-- Supplied material start --
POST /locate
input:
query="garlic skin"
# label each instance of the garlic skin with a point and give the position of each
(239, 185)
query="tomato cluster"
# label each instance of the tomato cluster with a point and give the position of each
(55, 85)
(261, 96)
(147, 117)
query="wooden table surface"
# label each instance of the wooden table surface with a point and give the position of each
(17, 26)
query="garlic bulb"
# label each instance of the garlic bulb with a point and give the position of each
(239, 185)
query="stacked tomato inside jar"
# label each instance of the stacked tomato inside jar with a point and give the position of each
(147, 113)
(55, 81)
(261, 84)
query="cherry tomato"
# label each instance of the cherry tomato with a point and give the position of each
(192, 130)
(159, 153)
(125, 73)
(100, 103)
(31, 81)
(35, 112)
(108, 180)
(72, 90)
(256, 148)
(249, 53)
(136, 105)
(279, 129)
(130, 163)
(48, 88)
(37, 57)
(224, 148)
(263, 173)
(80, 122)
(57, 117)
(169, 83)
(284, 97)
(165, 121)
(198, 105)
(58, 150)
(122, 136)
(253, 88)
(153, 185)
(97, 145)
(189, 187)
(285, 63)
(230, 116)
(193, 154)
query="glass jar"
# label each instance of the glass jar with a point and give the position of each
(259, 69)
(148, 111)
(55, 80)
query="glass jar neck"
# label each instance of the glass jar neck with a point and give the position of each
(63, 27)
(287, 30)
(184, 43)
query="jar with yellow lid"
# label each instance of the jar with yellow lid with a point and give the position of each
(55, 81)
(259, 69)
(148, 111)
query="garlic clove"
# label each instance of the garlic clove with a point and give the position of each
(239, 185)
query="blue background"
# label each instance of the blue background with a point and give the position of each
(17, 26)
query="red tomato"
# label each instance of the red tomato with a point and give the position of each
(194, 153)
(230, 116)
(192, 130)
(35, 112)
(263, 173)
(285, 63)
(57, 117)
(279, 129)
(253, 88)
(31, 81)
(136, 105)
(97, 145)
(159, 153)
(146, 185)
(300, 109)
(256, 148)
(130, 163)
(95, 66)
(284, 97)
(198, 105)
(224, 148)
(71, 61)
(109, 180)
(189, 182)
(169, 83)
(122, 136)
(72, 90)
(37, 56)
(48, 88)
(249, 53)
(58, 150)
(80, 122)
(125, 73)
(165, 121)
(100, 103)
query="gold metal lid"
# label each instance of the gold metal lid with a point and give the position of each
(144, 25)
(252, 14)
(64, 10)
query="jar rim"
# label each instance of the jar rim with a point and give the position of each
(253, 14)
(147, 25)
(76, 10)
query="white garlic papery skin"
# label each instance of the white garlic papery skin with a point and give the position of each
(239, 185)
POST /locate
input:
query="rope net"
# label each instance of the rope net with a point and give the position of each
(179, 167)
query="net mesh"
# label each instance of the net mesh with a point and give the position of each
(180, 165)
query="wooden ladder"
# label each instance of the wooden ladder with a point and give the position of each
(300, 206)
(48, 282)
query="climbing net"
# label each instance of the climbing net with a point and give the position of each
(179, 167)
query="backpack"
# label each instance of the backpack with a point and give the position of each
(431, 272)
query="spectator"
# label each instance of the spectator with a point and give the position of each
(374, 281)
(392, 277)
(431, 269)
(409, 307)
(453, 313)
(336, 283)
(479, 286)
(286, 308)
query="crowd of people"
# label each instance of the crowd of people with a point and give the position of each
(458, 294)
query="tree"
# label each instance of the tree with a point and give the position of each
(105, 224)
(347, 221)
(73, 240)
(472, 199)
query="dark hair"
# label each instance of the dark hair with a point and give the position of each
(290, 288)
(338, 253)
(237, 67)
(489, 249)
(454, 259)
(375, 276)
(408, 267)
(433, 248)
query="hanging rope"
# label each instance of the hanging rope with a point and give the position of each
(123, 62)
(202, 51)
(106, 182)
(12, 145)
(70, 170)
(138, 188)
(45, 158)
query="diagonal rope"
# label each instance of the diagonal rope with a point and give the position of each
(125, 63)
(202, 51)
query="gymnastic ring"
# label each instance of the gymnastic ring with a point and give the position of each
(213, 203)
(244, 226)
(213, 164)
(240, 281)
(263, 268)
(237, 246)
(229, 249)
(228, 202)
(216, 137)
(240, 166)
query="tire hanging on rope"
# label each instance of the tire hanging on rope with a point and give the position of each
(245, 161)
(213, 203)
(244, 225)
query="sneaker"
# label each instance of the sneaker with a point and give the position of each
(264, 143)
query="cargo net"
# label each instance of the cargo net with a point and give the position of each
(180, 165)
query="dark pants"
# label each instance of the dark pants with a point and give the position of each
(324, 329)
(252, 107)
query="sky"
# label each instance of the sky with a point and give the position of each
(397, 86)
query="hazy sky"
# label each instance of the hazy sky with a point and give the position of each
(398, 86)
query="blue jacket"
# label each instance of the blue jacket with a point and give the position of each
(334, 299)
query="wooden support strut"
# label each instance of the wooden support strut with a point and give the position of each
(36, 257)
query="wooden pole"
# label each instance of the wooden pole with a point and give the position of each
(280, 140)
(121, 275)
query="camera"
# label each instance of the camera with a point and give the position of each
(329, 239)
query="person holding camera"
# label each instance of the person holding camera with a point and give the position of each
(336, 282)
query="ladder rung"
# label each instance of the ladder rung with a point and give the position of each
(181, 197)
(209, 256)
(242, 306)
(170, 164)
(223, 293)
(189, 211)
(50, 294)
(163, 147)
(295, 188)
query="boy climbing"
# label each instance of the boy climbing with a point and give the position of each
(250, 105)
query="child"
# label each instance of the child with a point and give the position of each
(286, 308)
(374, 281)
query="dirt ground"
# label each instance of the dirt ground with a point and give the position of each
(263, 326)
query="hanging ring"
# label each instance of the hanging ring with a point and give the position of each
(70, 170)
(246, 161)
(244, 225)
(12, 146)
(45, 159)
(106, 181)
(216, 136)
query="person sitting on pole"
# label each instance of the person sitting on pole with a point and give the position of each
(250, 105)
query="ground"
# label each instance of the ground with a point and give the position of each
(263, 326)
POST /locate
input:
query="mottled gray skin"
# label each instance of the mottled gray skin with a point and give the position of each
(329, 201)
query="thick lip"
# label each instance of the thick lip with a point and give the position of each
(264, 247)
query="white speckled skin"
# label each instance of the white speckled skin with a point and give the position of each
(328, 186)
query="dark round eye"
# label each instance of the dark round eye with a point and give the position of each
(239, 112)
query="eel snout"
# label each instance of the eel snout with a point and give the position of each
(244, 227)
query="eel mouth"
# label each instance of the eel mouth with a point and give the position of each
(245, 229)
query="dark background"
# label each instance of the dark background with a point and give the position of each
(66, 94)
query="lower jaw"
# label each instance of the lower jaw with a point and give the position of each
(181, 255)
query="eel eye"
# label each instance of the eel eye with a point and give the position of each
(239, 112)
-- Supplied material end --
-- Supplied material start --
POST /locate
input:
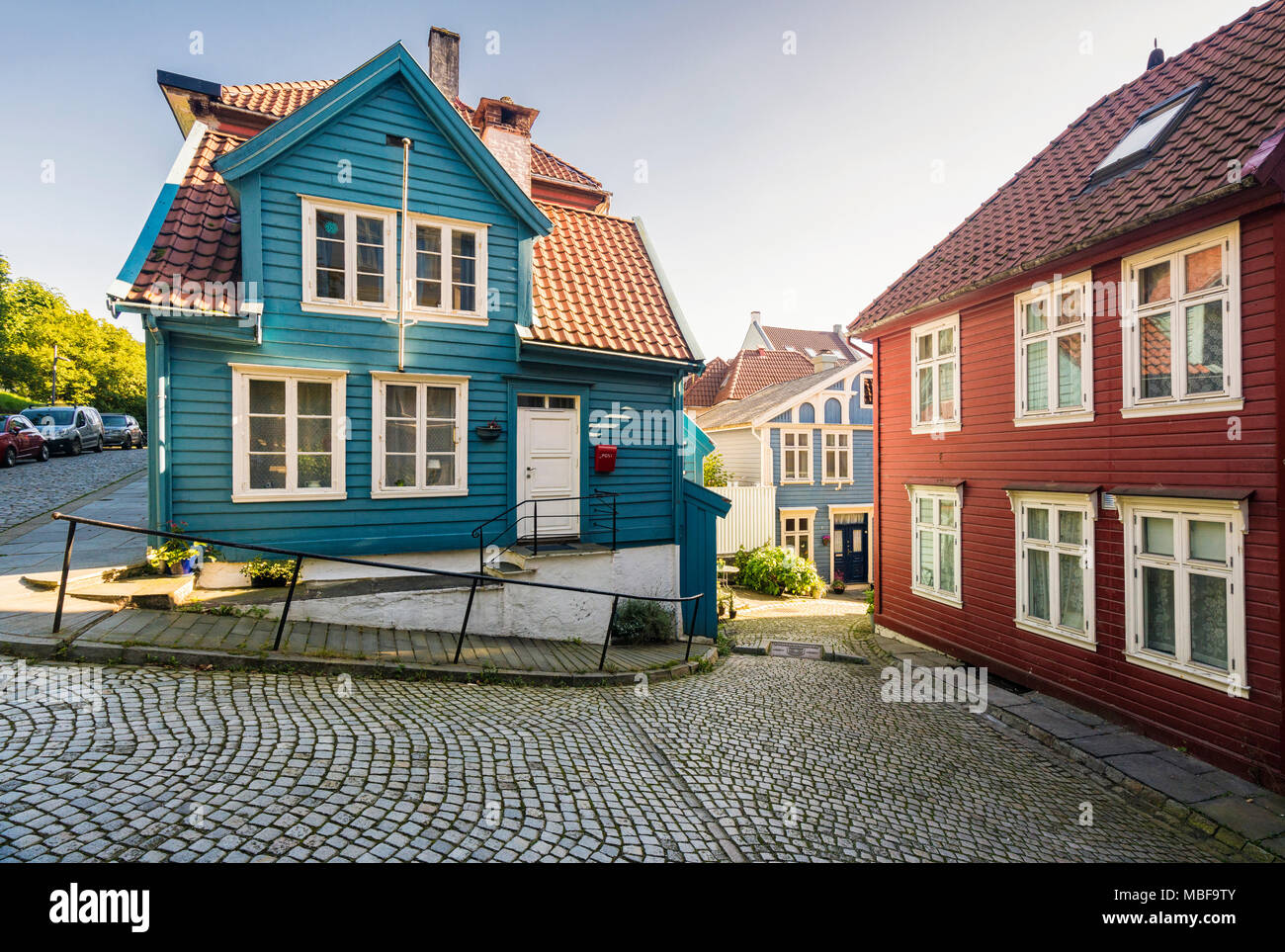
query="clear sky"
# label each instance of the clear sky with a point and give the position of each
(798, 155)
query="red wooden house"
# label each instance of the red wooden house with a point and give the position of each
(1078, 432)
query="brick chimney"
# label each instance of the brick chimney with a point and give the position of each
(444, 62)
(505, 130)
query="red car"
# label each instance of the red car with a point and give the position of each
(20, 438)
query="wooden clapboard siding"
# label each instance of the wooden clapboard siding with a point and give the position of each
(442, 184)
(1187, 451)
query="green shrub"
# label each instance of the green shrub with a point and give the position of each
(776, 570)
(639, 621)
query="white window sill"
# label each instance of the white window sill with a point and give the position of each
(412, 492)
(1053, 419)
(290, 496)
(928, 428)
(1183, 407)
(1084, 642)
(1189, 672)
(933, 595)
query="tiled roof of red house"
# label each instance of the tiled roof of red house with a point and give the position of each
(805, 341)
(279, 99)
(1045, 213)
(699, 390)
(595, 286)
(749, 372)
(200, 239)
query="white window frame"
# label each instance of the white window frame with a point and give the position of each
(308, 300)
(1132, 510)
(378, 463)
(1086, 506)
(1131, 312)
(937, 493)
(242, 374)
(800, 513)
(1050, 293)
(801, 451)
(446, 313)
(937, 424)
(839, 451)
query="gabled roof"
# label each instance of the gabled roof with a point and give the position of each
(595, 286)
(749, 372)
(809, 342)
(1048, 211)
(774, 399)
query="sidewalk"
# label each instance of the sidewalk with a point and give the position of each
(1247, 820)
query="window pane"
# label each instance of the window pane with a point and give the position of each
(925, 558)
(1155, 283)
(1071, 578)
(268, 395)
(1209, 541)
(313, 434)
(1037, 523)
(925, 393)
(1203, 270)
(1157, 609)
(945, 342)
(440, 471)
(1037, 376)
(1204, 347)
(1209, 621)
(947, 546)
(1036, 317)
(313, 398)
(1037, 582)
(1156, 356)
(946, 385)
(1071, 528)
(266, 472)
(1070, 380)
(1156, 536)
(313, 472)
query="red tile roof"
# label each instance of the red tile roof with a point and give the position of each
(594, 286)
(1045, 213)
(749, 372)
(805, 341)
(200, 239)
-- Supplied material end --
What the task requires: Extract every line of the data above that contains the string "cluster", treating uppercase and lowercase letters as distinct.

Response to this exercise:
query="tomato cluster"
# label each instance of the tomato cluster with a point and give the position of each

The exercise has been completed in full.